- [Written request A]
Extract the passage of the budget hearing article from "Finance Committee budget" to "signals on meters." word for word.

- [Extract to read]
Finance Committee budget hearings find “bare bones”

WESTFIELD – At–large City Councilors and members of the Finance Sub-Committee David Flaherty and Matthew T. Heynigen held another budget meeting on Wednesday evening to review several departments in City Hall.
“We are looking for budget cuts, as you heard. Doesn’t mean we’ll get seven votes to pass any,” said Flaherty to Director of Purchasing Tammy Tefft. Following her review, he asked her about the $410,000 electric costs in the budget for street lights.
Tefft said she’d feel comfortable with a $10,000-$15,000 cut in that line. She did say that traffic signals are moving to meters. Currently, the city pays between $12,000 and $13,000 for seven traffic signals on meters.
“With LED lights going in, you’d expect costs (of street lights) to go down,” said Ward 6 Councilor William Onyski. Tefft said she hasn’t seen a huge reduction. She said last year, the city paid $350,000 for street lights. This year, the cost was $365,000.
Flaherty asked Matthew Roman, who was present representing the community, if he knew how many LED lights were going in. Roman said over 1,000 are being replaced.
“Unless there’s a separate cost of installing them,” said VanHeynigen. “Maybe they’re (Westfield Gas & Electric) building the cost in.”
Flaherty suggested looking at pulling utility costs out of purchasing. “We have other departments with energy costs. Then we’d have one big number, and could get the big picture,” he said.
Another point of discussion in purchasing was the cost of insurance for the city. MAIA (the Mass. Association of Insurance Agents) will be undertaking a re-evaluation of city buildings, which Tefft said hasn’t been done in her twelve years on the job. Any increases in valuation won’t be effective until FY18, she said. Currently, the city pays between $230,000 and $240,000 per year in insurance costs.

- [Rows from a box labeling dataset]
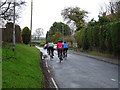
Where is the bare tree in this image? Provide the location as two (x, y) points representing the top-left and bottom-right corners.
(0, 0), (26, 21)
(100, 0), (120, 18)
(35, 28), (44, 40)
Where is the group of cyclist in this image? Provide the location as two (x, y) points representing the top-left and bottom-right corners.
(45, 40), (68, 62)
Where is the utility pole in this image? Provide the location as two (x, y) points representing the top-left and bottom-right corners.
(30, 0), (33, 47)
(13, 0), (15, 51)
(62, 24), (64, 42)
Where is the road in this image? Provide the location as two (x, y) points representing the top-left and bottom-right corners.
(36, 48), (118, 88)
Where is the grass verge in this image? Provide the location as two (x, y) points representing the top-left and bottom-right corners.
(2, 44), (45, 88)
(84, 51), (115, 58)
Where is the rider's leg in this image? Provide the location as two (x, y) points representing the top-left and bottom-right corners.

- [Written request B]
Shift the rows from the line with "Where is the road" through the end of the rows by adding 42 to every coordinate in the answers, and reproduce only those lines with the requests included.

- [Exercise answer A]
Finance Committee budget hearings find “bare bones”

WESTFIELD – At–large City Councilors and members of the Finance Sub-Committee David Flaherty and Matthew T. Heynigen held another budget meeting on Wednesday evening to review several departments in City Hall.
“We are looking for budget cuts, as you heard. Doesn’t mean we’ll get seven votes to pass any,” said Flaherty to Director of Purchasing Tammy Tefft. Following her review, he asked her about the $410,000 electric costs in the budget for street lights.
Tefft said she’d feel comfortable with a $10,000-$15,000 cut in that line. She did say that traffic signals are moving to meters. Currently, the city pays between $12,000 and $13,000 for seven traffic signals on meters.

- [Exercise answer B]
Where is the road in this image? Provide the location as two (x, y) points representing the top-left and bottom-right corners.
(78, 90), (160, 130)
Where is the grass verge in this image? Provide the location as two (x, y) points representing the top-left and bottom-right corners.
(44, 86), (87, 130)
(126, 93), (157, 100)
Where is the rider's leg in this image? Provide the location as two (x, y) points representing the top-left and bottom-right corners.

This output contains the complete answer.